**Problema 1**
Enumere as organizações mencionadas no excerto sobre a governação de Filipe Nyusi.
**Problema 2**
De acordo com o excerto sobre a governação de Filipe Nyusi, em que data se realizam as VII Eleições Gerais?
**Problema 3**
Dê seguimento ao excerto sobre as críticas de Elísio Macamo a Filipe Nyusi, começando logo após a sua última frase.

Enquanto Filipe Jacinto Nyusi vangloria-se por alegadamente ter deixado cinco legados nestes 10 anos de sua governação, o professor universitário Elísio Macamo defende que o Chefe de Estado nunca esteve à altura daquele cargo, culpando, entretanto, o partido Frelimo pelo facto de nunca ter criado mecanismos para, por um lado, sanar as lacunas do seu líder e, por outro, controlar a sua governação.
Falando na manhã desta terça-feira, em debate virtual organizado pelo MISA-Moçambique sobre o tipo de liderança de que Moçambique precisa, no contexto das VII Eleições Gerais que se realizam a 9 de Outubro próximo, Macamo defendeu que, nestes dois mandatos, Filipe Jacinto Nyusi não respeitou o cargo de Presidente da República.
Na análise do sociólogo, a primeira forma de respeito pelo cargo de Presidente da República está na gestão dos recursos disponíveis ao Chefe de Estado. A segunda forma de respeito está na comunicação política com a sociedade. “O Presidente Nyusi foi hostil ao diálogo. Em 10 anos, só deu uma entrevista ao [Jornal] Canal de Moçambique. Isto não é saudável para um Estado de Direito Democrático, o Presidente tem de ser interpelado sempre”, sublinhou.
A terceira forma de falta de respeito com o cargo de Presidente da República, demonstrada por Filipe Nyusi, foi quando o Chefe de Estado aceitou a entrada de tropas estrangeiras na província de Cabo Delgado, para o combate ao terrorismo, sem ter discutido o assunto com a sociedade.

**Dados armazenados**

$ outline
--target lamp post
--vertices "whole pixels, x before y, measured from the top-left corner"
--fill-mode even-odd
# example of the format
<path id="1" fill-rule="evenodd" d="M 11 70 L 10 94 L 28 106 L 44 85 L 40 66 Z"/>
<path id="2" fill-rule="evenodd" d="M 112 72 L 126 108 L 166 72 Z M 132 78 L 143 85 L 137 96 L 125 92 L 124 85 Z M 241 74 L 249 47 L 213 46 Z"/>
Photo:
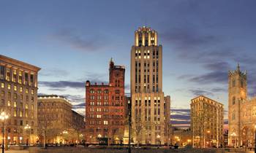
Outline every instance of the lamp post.
<path id="1" fill-rule="evenodd" d="M 2 122 L 3 127 L 2 127 L 2 133 L 3 133 L 3 141 L 2 141 L 2 146 L 1 146 L 1 152 L 4 153 L 4 121 L 8 119 L 8 115 L 6 114 L 4 111 L 1 112 L 0 114 L 0 119 Z"/>
<path id="2" fill-rule="evenodd" d="M 27 133 L 27 137 L 26 137 L 26 146 L 29 146 L 29 130 L 31 128 L 31 126 L 29 126 L 29 125 L 26 125 L 26 126 L 24 127 L 24 129 L 26 130 L 26 133 Z"/>

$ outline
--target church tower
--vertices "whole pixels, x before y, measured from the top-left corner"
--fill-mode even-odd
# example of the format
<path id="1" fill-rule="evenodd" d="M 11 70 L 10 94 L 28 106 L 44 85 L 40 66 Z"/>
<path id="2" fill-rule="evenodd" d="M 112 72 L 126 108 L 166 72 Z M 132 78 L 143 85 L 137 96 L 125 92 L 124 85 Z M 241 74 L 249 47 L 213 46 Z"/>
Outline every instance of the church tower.
<path id="1" fill-rule="evenodd" d="M 241 145 L 241 107 L 247 98 L 246 72 L 236 70 L 228 74 L 228 145 Z"/>

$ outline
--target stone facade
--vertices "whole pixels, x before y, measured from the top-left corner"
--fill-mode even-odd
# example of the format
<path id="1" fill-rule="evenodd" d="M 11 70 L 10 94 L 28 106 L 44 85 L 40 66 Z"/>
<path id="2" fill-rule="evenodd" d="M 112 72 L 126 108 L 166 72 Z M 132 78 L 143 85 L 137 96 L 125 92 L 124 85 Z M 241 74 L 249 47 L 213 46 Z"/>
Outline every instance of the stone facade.
<path id="1" fill-rule="evenodd" d="M 109 67 L 109 84 L 86 85 L 86 139 L 87 143 L 120 144 L 126 124 L 124 66 Z"/>
<path id="2" fill-rule="evenodd" d="M 193 147 L 223 146 L 223 104 L 200 95 L 191 100 Z"/>
<path id="3" fill-rule="evenodd" d="M 162 49 L 157 32 L 143 26 L 135 33 L 131 50 L 132 140 L 135 144 L 167 144 L 170 101 L 162 92 Z M 168 114 L 168 115 L 165 115 Z"/>
<path id="4" fill-rule="evenodd" d="M 8 144 L 24 144 L 27 139 L 29 144 L 37 143 L 39 70 L 34 66 L 0 55 L 0 109 L 10 117 L 5 126 Z M 31 126 L 29 130 L 24 129 L 26 125 Z"/>
<path id="5" fill-rule="evenodd" d="M 247 97 L 247 74 L 236 70 L 228 74 L 228 145 L 254 145 L 256 97 Z"/>
<path id="6" fill-rule="evenodd" d="M 72 110 L 72 104 L 63 96 L 38 96 L 39 138 L 48 144 L 75 143 L 84 129 L 84 118 Z"/>

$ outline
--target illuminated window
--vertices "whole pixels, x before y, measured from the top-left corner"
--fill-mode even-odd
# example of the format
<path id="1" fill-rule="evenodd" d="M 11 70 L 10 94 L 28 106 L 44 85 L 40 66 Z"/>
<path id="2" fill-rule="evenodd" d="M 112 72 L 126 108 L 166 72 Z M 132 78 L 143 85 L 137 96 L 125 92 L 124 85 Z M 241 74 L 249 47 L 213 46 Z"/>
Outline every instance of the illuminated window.
<path id="1" fill-rule="evenodd" d="M 22 83 L 22 71 L 19 71 L 19 79 L 18 79 L 18 83 L 21 84 Z"/>
<path id="2" fill-rule="evenodd" d="M 13 70 L 12 82 L 17 82 L 17 70 Z"/>
<path id="3" fill-rule="evenodd" d="M 5 79 L 10 82 L 10 79 L 11 77 L 11 73 L 10 71 L 10 68 L 7 68 L 6 71 L 7 71 L 7 74 L 6 74 Z"/>
<path id="4" fill-rule="evenodd" d="M 232 103 L 234 105 L 236 104 L 236 97 L 233 96 L 233 98 L 232 98 Z"/>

**Resposta 1**
Frelimo, MISA-Moçambique, Jornal Canal de Moçambique

**Resposta 2**
A 9 de Outubro.

**Resposta 3**
Elísio Macamo defende que um Presidente da República deve perceber que não exerce o cargo por si, mas pelas pessoas que o elegeram. Aliás, o professor universitário lembra que Filipe Nyusi declarou, a 15 de Janeiro de 2015, que “o meu compromisso é servir o povo moçambicano como meu único e exclusivo patrão”, uma afirmação que a considera acertada, mas que não foi honrada nestes 10 anos.
Entretanto, Macamo entende que Filipe Nyusi não é culpado por não ter estado à altura do cargo de Presidente da República. Na sua análise, faltou uma estrutura que pudesse escrutinar a sua governação e, neste quesito, aponta o dedo ao partido Frelimo por não ter criado condições para que o seu líder respeitasse o cargo que exercia.
Para o Professor de Sociologia e Estudos Africanos, na Universidade de Basileia (Suíça), a Frelimo não conseguiu fazer o seu trabalho, sobretudo a Comissão Política do partido no poder, que tem a função de aconselhar o Presidente do Partido, na sua missão de Presidente da República. A fonte defende ainda que as qualidades de um Presidente da República não se baseiam na pessoa, mas nos mecanismos de controlo que a sociedade cria para fiscalizar a sua governação.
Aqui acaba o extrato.